◆ Exercise data:
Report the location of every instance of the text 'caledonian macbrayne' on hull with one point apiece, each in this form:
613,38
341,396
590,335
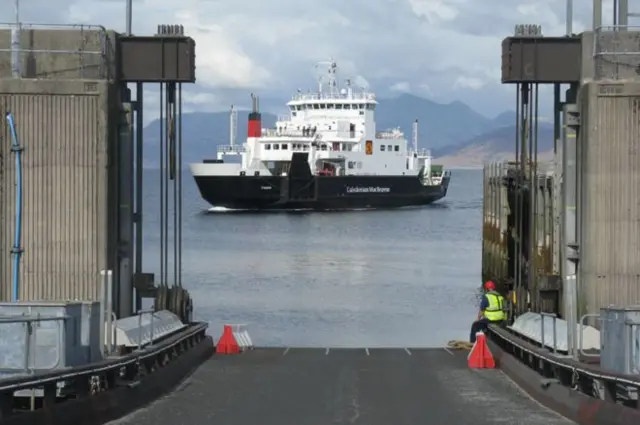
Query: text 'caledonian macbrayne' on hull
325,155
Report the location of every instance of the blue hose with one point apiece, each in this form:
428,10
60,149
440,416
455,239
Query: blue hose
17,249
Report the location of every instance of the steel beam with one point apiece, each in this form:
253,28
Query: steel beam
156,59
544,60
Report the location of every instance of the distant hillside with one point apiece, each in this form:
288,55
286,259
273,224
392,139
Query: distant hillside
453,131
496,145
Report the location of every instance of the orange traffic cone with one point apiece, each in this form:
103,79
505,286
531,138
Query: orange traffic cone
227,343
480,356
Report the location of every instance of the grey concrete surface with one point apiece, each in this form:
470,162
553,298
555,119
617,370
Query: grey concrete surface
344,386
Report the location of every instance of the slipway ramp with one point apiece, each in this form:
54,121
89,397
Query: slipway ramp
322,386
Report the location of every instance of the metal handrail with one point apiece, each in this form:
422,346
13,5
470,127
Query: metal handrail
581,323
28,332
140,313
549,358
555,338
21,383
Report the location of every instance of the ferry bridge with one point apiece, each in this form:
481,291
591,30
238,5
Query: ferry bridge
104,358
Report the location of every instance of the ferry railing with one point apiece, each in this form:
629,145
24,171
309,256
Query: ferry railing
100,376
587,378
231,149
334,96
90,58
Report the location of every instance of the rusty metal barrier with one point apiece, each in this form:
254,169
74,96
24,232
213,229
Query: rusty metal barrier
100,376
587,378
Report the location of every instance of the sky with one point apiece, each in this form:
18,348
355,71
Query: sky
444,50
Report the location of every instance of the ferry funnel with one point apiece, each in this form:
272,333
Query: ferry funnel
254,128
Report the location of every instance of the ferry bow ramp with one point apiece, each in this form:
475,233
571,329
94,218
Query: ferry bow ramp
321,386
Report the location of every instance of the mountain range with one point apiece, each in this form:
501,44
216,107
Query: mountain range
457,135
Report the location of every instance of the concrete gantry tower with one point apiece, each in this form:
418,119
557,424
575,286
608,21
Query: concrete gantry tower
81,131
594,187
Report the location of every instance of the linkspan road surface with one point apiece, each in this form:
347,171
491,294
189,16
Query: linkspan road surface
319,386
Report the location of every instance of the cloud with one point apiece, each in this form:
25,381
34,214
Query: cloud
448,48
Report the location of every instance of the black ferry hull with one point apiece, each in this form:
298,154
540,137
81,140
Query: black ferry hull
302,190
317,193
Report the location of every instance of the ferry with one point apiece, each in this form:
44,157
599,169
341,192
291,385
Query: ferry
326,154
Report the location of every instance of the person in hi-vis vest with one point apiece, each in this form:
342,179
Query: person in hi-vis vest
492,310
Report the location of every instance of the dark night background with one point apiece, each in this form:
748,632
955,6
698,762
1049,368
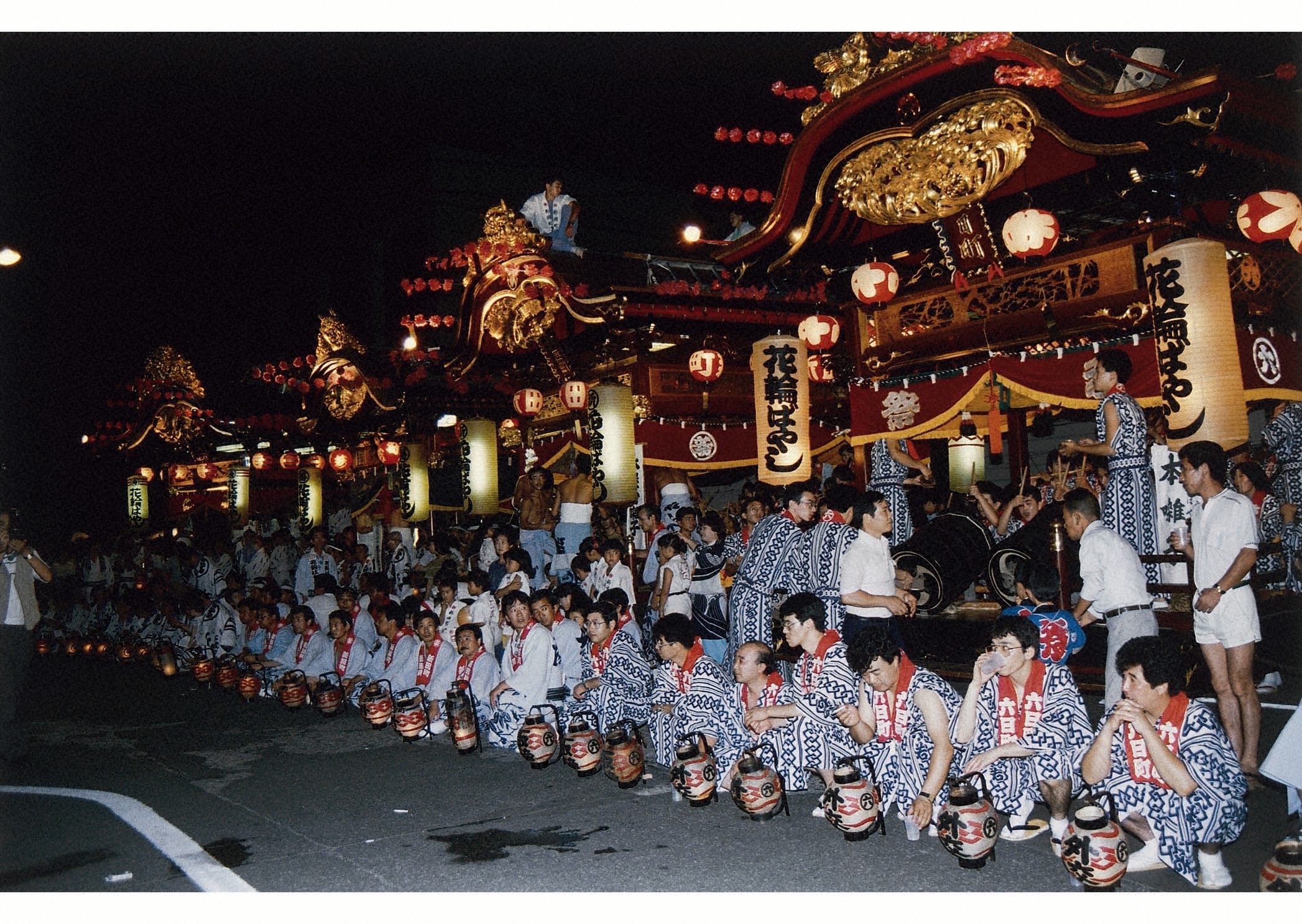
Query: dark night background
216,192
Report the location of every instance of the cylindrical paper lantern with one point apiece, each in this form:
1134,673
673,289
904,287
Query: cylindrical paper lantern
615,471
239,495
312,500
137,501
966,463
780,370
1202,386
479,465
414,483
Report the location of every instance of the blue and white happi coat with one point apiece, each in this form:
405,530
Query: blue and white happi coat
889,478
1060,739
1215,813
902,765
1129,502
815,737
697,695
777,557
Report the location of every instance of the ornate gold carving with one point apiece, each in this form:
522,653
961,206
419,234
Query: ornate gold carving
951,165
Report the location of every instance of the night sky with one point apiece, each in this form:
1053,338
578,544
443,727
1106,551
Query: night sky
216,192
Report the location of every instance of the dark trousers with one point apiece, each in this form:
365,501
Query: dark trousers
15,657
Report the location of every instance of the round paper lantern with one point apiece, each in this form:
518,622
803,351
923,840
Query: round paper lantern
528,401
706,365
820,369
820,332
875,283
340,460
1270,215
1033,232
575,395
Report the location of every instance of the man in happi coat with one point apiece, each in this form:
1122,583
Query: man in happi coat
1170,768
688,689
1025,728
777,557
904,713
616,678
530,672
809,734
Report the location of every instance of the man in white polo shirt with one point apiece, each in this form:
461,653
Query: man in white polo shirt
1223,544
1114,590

◆ Problem statement: Reproduce verbatim the lines between the one containing "Report the location of every instance of the dark trousers" and the end of the material, inclusive.

◆ Task result:
Report the location of every instance of the dark trousers with one point apiece, each in this form:
365,501
Query: dark trousers
15,657
Report the location of every instance of the round paper lantern with one point apiece, each in this form:
518,622
803,351
923,840
Query: round paper lantern
528,401
706,365
820,369
820,332
875,283
340,460
1270,215
1033,232
575,395
Report the location of every instance of the man in happi coat with one point apiece, each in this form:
1122,583
Query: man in happi coat
1170,768
688,689
1025,728
777,557
904,713
616,678
530,672
809,734
Report the location of every instance of the man in white polo shirt with one point apiece, each in this form:
461,653
Query: man in white polo shirt
1223,544
1114,590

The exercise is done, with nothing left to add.